__Work to do__.
Would you quote every entry exactly, dropping only the pictures?

Start of Given data

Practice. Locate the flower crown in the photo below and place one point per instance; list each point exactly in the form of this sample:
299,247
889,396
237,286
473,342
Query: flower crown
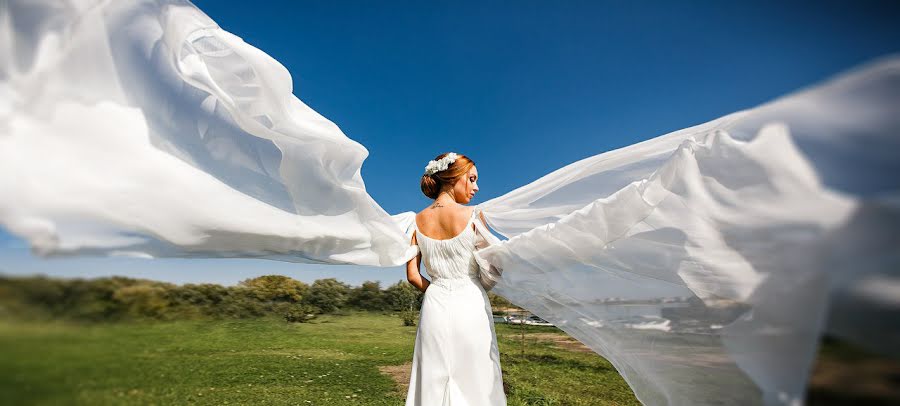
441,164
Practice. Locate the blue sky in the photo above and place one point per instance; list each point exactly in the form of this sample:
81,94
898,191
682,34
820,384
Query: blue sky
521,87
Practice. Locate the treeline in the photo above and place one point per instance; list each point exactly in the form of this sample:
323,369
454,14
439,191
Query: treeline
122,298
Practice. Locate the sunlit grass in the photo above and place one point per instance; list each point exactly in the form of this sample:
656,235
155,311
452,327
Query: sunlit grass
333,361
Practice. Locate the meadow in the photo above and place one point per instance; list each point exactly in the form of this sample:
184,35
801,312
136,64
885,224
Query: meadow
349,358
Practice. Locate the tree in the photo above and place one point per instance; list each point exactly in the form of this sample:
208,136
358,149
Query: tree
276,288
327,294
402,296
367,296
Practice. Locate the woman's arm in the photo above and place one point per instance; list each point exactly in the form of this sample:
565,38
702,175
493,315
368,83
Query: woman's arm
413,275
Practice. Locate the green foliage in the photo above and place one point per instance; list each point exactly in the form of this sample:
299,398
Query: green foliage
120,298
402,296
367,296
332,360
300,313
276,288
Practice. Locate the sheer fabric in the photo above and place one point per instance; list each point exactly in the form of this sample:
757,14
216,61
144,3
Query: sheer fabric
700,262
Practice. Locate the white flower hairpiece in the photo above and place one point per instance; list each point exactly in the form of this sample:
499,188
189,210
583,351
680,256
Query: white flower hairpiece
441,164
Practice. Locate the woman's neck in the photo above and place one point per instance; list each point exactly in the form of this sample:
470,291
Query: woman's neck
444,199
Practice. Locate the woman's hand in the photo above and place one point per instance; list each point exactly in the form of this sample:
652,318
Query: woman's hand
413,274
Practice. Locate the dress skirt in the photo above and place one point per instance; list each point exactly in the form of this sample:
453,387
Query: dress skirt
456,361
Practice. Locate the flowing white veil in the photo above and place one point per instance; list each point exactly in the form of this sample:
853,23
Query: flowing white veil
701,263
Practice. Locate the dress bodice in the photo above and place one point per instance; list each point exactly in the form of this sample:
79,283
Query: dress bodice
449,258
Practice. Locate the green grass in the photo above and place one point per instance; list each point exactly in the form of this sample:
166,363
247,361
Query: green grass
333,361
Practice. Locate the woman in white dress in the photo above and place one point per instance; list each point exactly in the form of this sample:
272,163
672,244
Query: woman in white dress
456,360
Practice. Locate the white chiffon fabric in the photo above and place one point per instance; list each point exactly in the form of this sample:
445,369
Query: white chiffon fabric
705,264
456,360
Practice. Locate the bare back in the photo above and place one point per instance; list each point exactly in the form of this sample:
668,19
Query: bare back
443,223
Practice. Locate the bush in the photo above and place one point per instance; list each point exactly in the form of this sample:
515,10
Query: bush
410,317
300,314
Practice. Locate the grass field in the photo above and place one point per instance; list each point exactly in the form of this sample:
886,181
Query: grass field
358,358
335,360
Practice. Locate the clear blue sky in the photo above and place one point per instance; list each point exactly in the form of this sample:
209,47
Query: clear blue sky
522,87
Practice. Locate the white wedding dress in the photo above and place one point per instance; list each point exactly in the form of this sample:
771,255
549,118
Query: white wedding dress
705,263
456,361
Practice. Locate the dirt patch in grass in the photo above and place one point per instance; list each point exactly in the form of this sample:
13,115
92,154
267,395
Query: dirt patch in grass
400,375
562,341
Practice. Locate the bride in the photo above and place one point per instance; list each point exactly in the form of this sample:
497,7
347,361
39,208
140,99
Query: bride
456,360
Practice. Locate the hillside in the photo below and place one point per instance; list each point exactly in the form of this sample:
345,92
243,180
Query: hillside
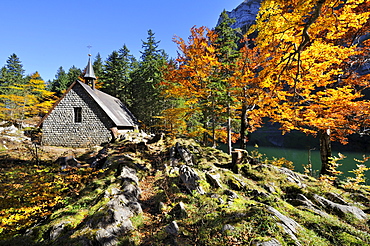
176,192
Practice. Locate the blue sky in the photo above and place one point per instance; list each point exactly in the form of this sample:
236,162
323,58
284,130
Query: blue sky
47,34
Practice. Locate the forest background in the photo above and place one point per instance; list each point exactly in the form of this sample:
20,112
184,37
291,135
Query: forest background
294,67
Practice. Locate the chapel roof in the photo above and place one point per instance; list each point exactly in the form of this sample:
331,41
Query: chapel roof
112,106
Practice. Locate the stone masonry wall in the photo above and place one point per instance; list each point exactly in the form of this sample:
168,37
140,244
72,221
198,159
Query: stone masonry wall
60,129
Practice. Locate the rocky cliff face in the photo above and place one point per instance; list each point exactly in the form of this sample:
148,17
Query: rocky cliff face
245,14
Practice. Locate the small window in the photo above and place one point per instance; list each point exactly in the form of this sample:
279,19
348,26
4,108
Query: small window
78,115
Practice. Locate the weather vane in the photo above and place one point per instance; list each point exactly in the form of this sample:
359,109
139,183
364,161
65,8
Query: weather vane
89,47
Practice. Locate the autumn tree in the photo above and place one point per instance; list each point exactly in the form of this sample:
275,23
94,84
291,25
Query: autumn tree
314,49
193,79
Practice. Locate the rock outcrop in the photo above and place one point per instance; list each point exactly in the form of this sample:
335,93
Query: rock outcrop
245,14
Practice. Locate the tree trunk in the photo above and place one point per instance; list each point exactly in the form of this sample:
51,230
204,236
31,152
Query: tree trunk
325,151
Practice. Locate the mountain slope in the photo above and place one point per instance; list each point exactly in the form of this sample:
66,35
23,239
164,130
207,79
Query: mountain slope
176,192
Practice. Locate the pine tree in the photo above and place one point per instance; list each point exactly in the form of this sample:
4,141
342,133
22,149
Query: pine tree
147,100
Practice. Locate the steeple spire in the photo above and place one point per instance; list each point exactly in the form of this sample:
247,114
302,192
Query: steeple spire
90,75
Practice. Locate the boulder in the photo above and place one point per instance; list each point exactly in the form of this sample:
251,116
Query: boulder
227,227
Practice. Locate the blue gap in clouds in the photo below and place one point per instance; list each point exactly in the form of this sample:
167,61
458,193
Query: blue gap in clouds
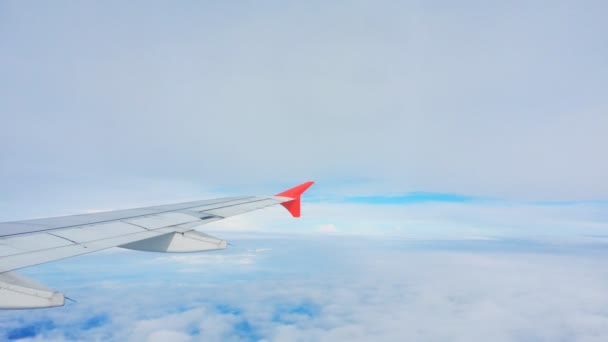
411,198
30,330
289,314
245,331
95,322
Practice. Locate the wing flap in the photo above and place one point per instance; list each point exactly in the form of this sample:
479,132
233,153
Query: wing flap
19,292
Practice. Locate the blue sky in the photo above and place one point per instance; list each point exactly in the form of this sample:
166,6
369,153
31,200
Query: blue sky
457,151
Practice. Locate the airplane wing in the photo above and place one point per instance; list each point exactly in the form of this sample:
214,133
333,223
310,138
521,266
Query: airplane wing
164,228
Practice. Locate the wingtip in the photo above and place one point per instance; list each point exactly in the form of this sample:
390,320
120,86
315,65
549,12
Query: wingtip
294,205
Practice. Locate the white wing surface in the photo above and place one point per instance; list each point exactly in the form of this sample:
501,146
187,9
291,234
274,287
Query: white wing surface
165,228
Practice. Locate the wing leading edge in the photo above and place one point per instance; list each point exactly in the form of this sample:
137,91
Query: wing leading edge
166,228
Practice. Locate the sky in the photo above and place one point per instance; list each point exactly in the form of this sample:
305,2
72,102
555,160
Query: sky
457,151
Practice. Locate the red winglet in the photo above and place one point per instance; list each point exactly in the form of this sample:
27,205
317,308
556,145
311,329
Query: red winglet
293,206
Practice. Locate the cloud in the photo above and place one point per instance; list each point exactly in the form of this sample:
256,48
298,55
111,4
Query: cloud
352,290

End of Given data

__Right answer__.
Practice. Locate the flower crown in the photo below and place one point per instance; list each point exactly in the form of this sample:
299,247
889,396
237,286
473,342
Query: flower crown
441,164
Practice. Locate the blue sky in the photo above and place one point per instance; list each point exactly in the form of this sample:
81,94
898,191
682,34
820,384
Query: blue sky
521,87
Practice. Locate the treeline in the photo above and place one point per instance; list each point exactly in the form of this sample:
323,369
454,14
439,191
Query: treeline
122,298
Practice. Locate the sunlit grass in the photo above and place one point per instance; list each point exactly in the form of this sample:
656,235
155,311
452,327
Query: sunlit grass
333,361
Practice. Locate the meadow in the photo above and place one point per instance; list each point exactly in the form of this sample:
184,35
801,312
136,64
885,224
Query: meadow
349,358
Practice. Locate the tree in the photo above and place one point per instance; list each point exactly in the form of this sample:
208,136
358,149
Query: tree
276,288
327,294
402,296
367,296
Practice. Locate the woman's arm in the photo above and place one point per instance; list each point exactly in the form of this sample:
565,38
702,175
493,315
368,83
Query: woman's arm
413,275
Practice. Locate the green foliage in the photo above and place one point per instance; list each point exactly in the form of this sample:
299,398
Query: green foliage
120,298
402,296
367,296
332,360
300,313
276,288
Practice. Locate the sheer fabric in the photo above and place one point per instance; list each point exactly in the form of this sample:
757,14
216,61
144,3
Query: sheer fabric
700,262
Practice. Locate the white flower hairpiece in the photo above and place one point per instance; list each point exactly in the form of this sample:
499,188
189,210
583,351
680,256
Query: white flower hairpiece
441,164
Practice. Locate the woman's neck in the photo above and place one point per instance; list each point exactly in the form of this sample:
470,291
Query: woman's neck
444,199
Practice. Locate the woman's hand in the photo above and place one point per instance; list each point exactly in the form of this sample:
652,318
Query: woman's hand
413,274
Practice. Locate the dress skirt in the photo above and place one point per instance; list each point exactly in the form of this sample:
453,387
Query: dress skirt
456,361
Practice. Locate the flowing white veil in the photo above and place one point per instance; list each point exactly in the form of this sample:
853,23
Query: flowing white veil
701,263
Practice. Locate the dress bodice in the photo above and place one point per instance; list each point exactly in the form of this sample:
79,283
Query: dress bodice
449,258
Practice. Locate the green grass in the photo above and place one point per instance; list each point exactly in the form of this sample:
166,363
247,361
Query: green grass
333,361
Practice. Locate the woman in white dress in the photo above and place one point per instance; list each point exactly in the form of this sample:
272,163
672,244
Query: woman in white dress
456,360
Practice. Locate the white chiffon fabric in the photo above and place one point per instance; list each point exactly in the form of this sample:
445,369
Query: white chiffon fabric
705,264
456,360
Practice. Locate the bare back in the photo above and place one point per instance; list each point exactly in the form of this sample:
668,19
Query: bare back
443,223
Practice. Locate the bush in the photo above and place one point per instance; list each point exactly in the form of this sample:
515,10
Query: bush
410,317
300,314
Practice. Locate the grass field in the photo above and place one point per instance; list each point exactly in the form of this sample:
886,181
Query: grass field
358,358
335,360
Practice. Locate the clear blue sky in the photo above and place one point per instance; list each point exactly in the form of this sample:
209,47
Query: clear blue sky
522,87
Practice. Locate the white wedding dress in the photo above and place one point per instance; list each point exactly in the form of this sample:
771,255
549,118
Query: white wedding dress
705,263
456,361
Practice. Locate the dirt patch in grass in the photo above and place one point per instance; list each point exactly in the form of this sample:
13,115
92,154
267,395
Query: dirt patch in grass
400,375
562,341
Practice. Locate the bride in the photo above and place one point per instance; list each point exactly in the form of this sample:
497,7
347,361
39,208
140,99
Query: bride
456,360
Practice. Locate the hillside in the photo below and place one point per instance; list each point exactly in the form of this sample:
345,92
243,180
Query: hillside
176,192
Practice. Locate the blue sky in the photo above and place one point per instance; list each point exactly in the form of this sample:
236,162
323,58
284,130
Query: blue sky
47,34
Practice. Locate the forest background in the photo above and place one point per instance; list each point exactly in the form of this sample:
20,112
184,37
291,135
Query: forest background
294,67
Practice. Locate the chapel roof in the photo above and place one point per instance; list each point exactly in the form of this sample:
331,41
Query: chapel roof
112,106
Practice. Locate the stone masonry wall in the photo above and place one point per instance; list each point exactly in the form of this sample:
168,37
140,244
72,221
198,159
Query: stone masonry wall
60,129
Practice. Locate the rocky cliff face in the photo above and place one point per instance; list each point exactly in the form of this sample:
148,17
Query: rocky cliff face
245,14
Practice. Locate the small window in the photo above and place one point per instance; list each point exactly in the form of this sample:
279,19
348,26
4,108
Query: small window
78,115
Practice. Locate the weather vane in the photo above and place one point per instance; list each point exactly in the form of this sample:
359,109
139,183
364,161
65,8
Query: weather vane
89,47
Practice. Locate the autumn tree in the photo above and place one point per instance; list each point exactly in the form of this sample:
275,23
94,84
291,25
Query: autumn tree
314,49
193,79
Practice. Locate the rock outcrop in the photo above and place one point per instance; list each point exactly in the form of this sample:
335,93
Query: rock outcrop
245,14
Practice. Locate the tree trunk in the photo above and place one point per instance; list each point exactly in the form of this sample:
51,230
204,236
31,152
Query: tree trunk
325,151
Practice. Locate the mountain slope in the photo above and place one point per instance; list each point exactly in the form of this sample:
66,35
23,239
164,130
207,79
Query: mountain slope
176,192
Practice. Locate the pine tree in the photo above and place one point per instance; list each point exactly in the form of this sample:
4,141
342,133
22,149
Query: pine tree
147,100
Practice. Locate the steeple spire in the photo above and place one point per instance; list each point exactly in the form of this sample:
247,114
302,192
Query: steeple spire
90,75
Practice. Locate the boulder in the photo above and place one point per instance; list each point exactly in the form of this sample:
251,116
Query: boulder
227,227
Practice. Locate the blue gap in clouds in the photo below and place one point per instance; list each point exactly in the form of this sample:
167,61
458,193
Query: blue gap in clouds
411,198
30,330
289,314
245,331
95,322
Practice. Locate the wing flap in the photo above and place one point per instance; list each point exactly in the form of this sample:
479,132
233,153
Query: wing flap
19,292
Practice. Locate the blue sky in the photo above and place one point per instance; list each point exactly in the form of this sample:
166,6
369,153
31,200
Query: blue sky
457,151
Practice. Locate the airplane wing in the photo above and place one point per instance; list each point exactly in the form of this sample:
214,133
333,223
310,138
521,266
Query: airplane wing
164,228
Practice. Locate the wingtip in the photo above and place one point per instance; list each point exactly in the form of this sample:
390,320
120,86
315,65
549,12
Query: wingtip
294,205
Practice. Locate the white wing surface in the photo above and place one point per instance; list each point exactly in the form of this sample:
501,146
187,9
291,234
274,287
Query: white wing surface
165,228
Practice. Locate the wing leading edge in the photo above and place one point per instance; list each point exactly in the form of this sample:
137,91
Query: wing leading edge
166,228
Practice. Locate the sky in the photo above and place one point per instance; list each point exactly in the form of this sample:
305,2
72,102
555,160
Query: sky
457,151
Practice. Locate the red winglet in the photo above and place one point per instance; list each point exactly in the form of this sample:
27,205
317,308
556,145
311,329
Query: red winglet
293,206
Practice. Locate the cloud in the photo above and place one point per instance; list each point exactly in the form of this sample:
256,48
298,55
111,4
Query: cloud
352,290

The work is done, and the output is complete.